--- Begin Information provided ---

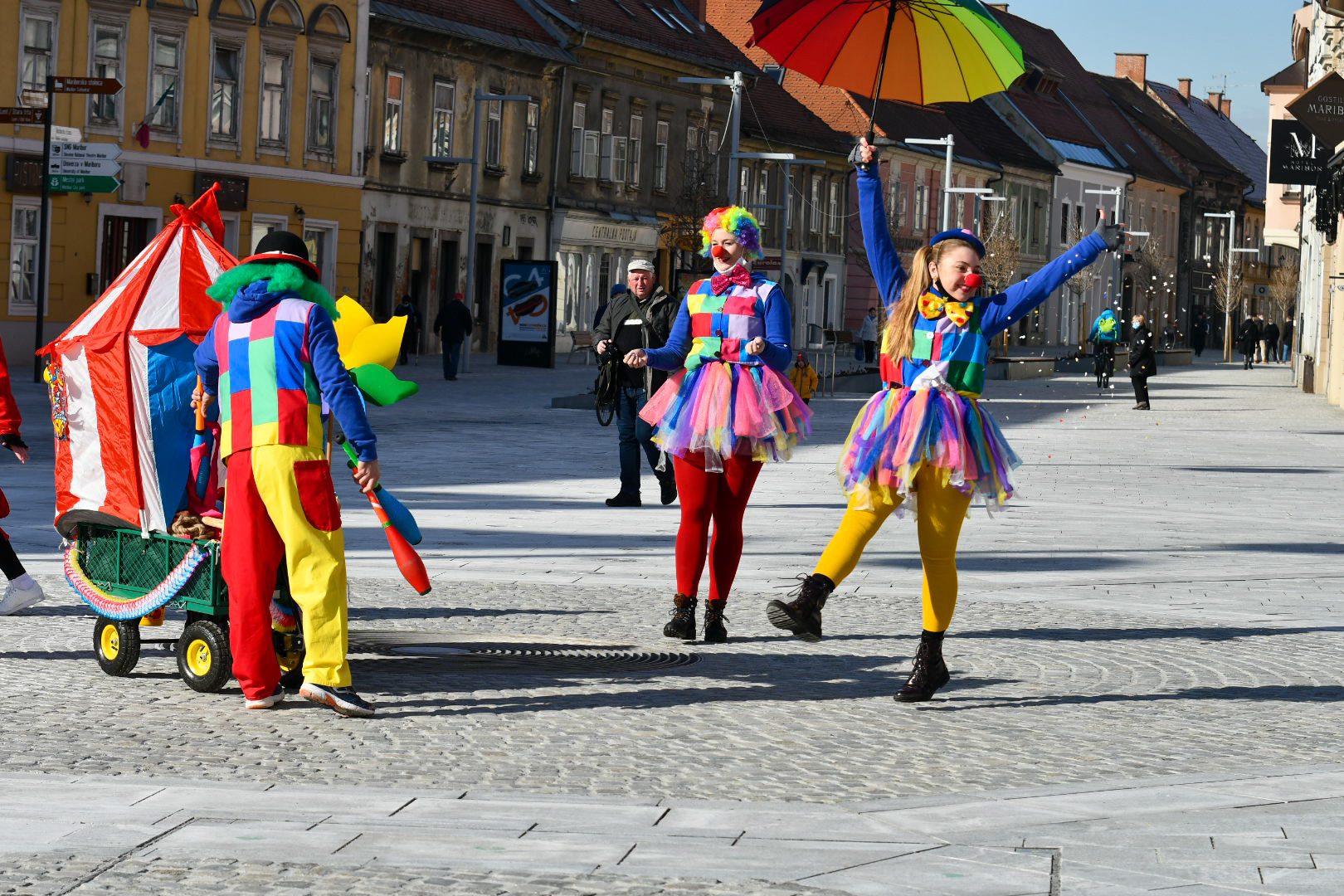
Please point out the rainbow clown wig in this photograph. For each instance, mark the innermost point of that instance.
(737, 221)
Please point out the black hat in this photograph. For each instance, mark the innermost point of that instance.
(283, 246)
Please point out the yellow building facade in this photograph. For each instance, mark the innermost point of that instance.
(260, 95)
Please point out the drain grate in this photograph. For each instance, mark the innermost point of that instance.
(518, 655)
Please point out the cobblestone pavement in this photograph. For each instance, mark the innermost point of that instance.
(1161, 605)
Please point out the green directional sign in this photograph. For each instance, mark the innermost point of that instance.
(82, 183)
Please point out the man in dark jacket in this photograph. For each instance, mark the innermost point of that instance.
(453, 325)
(639, 317)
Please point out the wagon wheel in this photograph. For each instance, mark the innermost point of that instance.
(203, 657)
(116, 644)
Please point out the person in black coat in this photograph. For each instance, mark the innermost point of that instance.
(1142, 360)
(1248, 338)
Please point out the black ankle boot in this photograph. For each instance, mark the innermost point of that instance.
(683, 618)
(802, 614)
(929, 672)
(714, 620)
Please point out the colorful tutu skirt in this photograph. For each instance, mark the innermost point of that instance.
(901, 430)
(724, 410)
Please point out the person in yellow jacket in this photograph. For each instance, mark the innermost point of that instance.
(804, 377)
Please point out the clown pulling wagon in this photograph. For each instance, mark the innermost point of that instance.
(139, 470)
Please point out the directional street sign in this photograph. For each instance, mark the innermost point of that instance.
(84, 167)
(85, 85)
(85, 151)
(22, 116)
(82, 184)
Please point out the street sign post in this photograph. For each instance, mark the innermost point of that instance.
(82, 183)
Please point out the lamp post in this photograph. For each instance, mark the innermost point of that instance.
(475, 162)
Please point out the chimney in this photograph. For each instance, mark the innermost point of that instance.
(1133, 66)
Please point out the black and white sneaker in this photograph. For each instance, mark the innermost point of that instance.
(268, 702)
(343, 700)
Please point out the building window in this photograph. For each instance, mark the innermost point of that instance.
(660, 156)
(275, 99)
(531, 137)
(23, 260)
(577, 121)
(37, 51)
(636, 148)
(494, 132)
(223, 95)
(392, 112)
(321, 106)
(441, 134)
(106, 63)
(164, 84)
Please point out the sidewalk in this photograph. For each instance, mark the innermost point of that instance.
(1146, 698)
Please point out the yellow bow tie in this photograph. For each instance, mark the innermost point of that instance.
(933, 306)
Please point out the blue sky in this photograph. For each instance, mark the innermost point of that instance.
(1209, 41)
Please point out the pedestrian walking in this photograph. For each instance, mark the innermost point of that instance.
(453, 325)
(22, 590)
(1199, 334)
(724, 412)
(637, 317)
(1103, 334)
(869, 334)
(1270, 338)
(804, 377)
(1142, 359)
(925, 433)
(1248, 338)
(410, 336)
(273, 362)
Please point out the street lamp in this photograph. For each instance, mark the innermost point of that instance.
(475, 162)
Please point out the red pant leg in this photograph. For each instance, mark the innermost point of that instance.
(695, 490)
(251, 557)
(730, 505)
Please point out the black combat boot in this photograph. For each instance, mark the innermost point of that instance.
(929, 672)
(682, 625)
(802, 614)
(714, 620)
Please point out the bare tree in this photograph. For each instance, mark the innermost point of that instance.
(1229, 286)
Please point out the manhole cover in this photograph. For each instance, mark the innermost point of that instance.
(505, 653)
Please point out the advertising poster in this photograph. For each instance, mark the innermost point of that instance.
(527, 314)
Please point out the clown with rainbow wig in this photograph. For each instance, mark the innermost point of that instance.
(724, 411)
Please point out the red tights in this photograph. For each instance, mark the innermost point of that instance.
(711, 496)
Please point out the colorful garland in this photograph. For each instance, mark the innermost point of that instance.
(114, 607)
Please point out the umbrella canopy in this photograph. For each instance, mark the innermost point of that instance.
(121, 379)
(918, 51)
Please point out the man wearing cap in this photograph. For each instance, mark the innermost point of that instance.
(639, 317)
(272, 359)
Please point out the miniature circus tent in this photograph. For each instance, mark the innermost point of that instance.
(121, 379)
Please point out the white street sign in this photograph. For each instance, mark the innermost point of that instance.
(85, 151)
(106, 167)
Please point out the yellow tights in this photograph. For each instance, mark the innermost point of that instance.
(941, 512)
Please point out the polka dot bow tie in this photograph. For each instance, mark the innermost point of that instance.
(933, 306)
(721, 282)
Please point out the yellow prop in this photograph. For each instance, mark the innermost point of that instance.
(362, 342)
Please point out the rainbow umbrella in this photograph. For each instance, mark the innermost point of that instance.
(918, 51)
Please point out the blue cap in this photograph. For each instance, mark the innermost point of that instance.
(960, 234)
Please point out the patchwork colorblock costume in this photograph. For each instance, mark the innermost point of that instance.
(272, 359)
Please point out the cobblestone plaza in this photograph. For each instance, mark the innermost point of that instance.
(1146, 694)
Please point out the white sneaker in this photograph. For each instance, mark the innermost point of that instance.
(17, 597)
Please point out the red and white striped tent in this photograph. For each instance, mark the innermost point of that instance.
(121, 379)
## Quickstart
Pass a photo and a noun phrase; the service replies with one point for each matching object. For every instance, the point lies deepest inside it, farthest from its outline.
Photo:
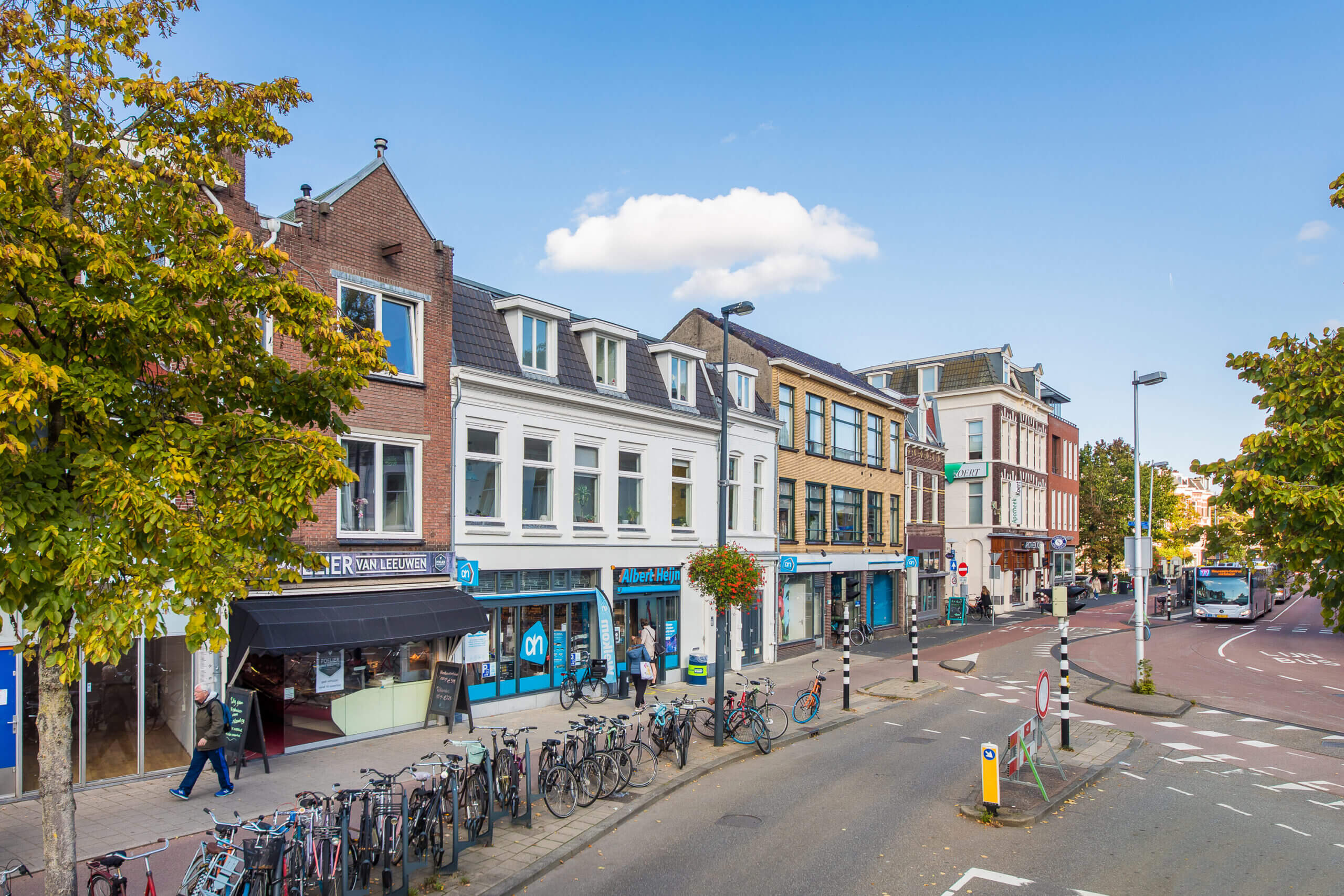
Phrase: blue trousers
(198, 765)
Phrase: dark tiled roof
(776, 350)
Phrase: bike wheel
(776, 719)
(805, 707)
(644, 765)
(561, 792)
(589, 777)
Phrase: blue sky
(1104, 188)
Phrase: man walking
(210, 745)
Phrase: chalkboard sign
(448, 693)
(246, 734)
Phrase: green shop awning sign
(975, 471)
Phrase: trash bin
(698, 669)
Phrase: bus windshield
(1223, 592)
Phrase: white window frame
(417, 307)
(378, 534)
(498, 460)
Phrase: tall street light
(721, 624)
(1139, 573)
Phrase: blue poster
(534, 645)
(605, 635)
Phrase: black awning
(340, 620)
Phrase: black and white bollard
(915, 642)
(846, 655)
(1064, 683)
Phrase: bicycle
(808, 704)
(105, 878)
(589, 690)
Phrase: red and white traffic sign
(1043, 695)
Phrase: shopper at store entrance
(635, 656)
(210, 745)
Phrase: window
(680, 379)
(785, 530)
(844, 433)
(629, 489)
(976, 504)
(816, 512)
(816, 425)
(538, 473)
(536, 343)
(786, 416)
(844, 515)
(976, 440)
(874, 440)
(395, 319)
(733, 492)
(481, 473)
(757, 493)
(680, 493)
(586, 481)
(383, 499)
(606, 362)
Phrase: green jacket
(210, 724)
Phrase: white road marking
(1230, 640)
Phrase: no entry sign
(1043, 695)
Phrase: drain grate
(740, 821)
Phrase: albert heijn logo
(649, 575)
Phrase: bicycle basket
(262, 855)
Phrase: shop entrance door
(752, 640)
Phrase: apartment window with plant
(588, 479)
(844, 433)
(383, 499)
(680, 493)
(538, 475)
(785, 530)
(606, 355)
(680, 379)
(816, 425)
(785, 413)
(875, 518)
(874, 440)
(395, 319)
(629, 498)
(846, 507)
(481, 473)
(537, 343)
(816, 512)
(757, 493)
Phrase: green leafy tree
(154, 455)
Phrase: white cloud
(738, 246)
(1314, 230)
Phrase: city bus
(1229, 592)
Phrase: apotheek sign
(351, 566)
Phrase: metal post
(846, 655)
(1064, 683)
(915, 640)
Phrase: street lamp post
(1139, 573)
(721, 624)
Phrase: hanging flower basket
(729, 574)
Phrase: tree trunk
(58, 796)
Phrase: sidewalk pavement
(135, 813)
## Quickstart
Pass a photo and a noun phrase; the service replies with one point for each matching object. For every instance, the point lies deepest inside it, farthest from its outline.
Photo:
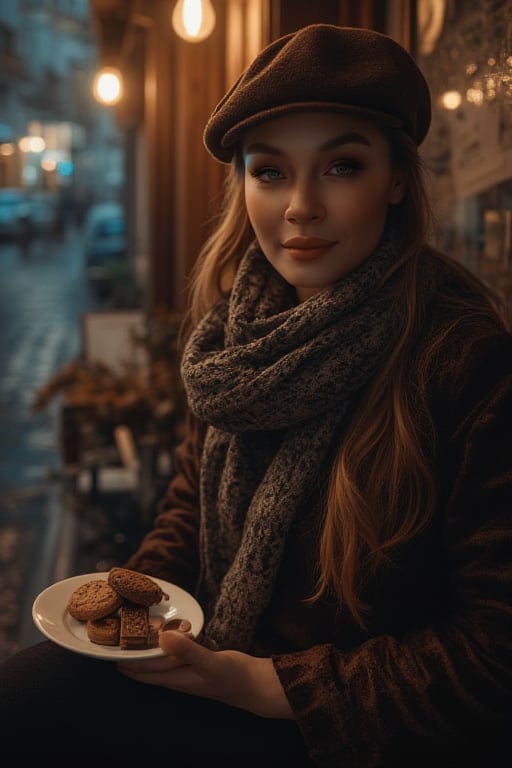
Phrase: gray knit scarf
(273, 379)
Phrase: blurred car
(14, 213)
(105, 238)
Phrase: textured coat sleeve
(432, 692)
(170, 549)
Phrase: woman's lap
(48, 690)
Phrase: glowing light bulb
(193, 20)
(108, 85)
(451, 99)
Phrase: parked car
(105, 239)
(14, 213)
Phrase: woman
(341, 505)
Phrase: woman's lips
(307, 248)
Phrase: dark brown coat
(429, 682)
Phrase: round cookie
(104, 631)
(93, 600)
(136, 587)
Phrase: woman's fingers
(184, 648)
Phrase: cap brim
(224, 149)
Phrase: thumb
(184, 647)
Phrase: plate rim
(56, 631)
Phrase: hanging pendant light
(193, 20)
(108, 85)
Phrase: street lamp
(108, 85)
(193, 20)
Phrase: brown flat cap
(323, 67)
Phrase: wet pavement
(43, 293)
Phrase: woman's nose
(304, 206)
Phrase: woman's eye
(344, 168)
(267, 174)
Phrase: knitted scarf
(273, 379)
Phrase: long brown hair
(382, 489)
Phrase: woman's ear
(397, 189)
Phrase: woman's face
(317, 191)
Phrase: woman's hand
(232, 677)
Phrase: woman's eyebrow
(352, 137)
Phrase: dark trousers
(51, 698)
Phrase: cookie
(135, 586)
(93, 600)
(104, 631)
(134, 631)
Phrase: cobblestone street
(42, 296)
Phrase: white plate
(52, 619)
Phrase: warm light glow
(193, 20)
(451, 100)
(32, 144)
(107, 86)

--- End Information provided ---

Can you write out the stretch from the line containing "Phrase: dark trousers" through the end of the items again, with every line kept, including those without coordinates, but with each point coordinate multiplied by 0.75 and rounded to a whole number, halves rounding up?

**Task response**
Phrase: dark trousers
(38, 524)
Phrase: cookie
(101, 440)
(70, 450)
(78, 473)
(101, 473)
Phrase: cobblestone street
(32, 222)
Phrase: white plate
(39, 464)
Phrase: warm light glow
(145, 15)
(338, 75)
(24, 108)
(80, 65)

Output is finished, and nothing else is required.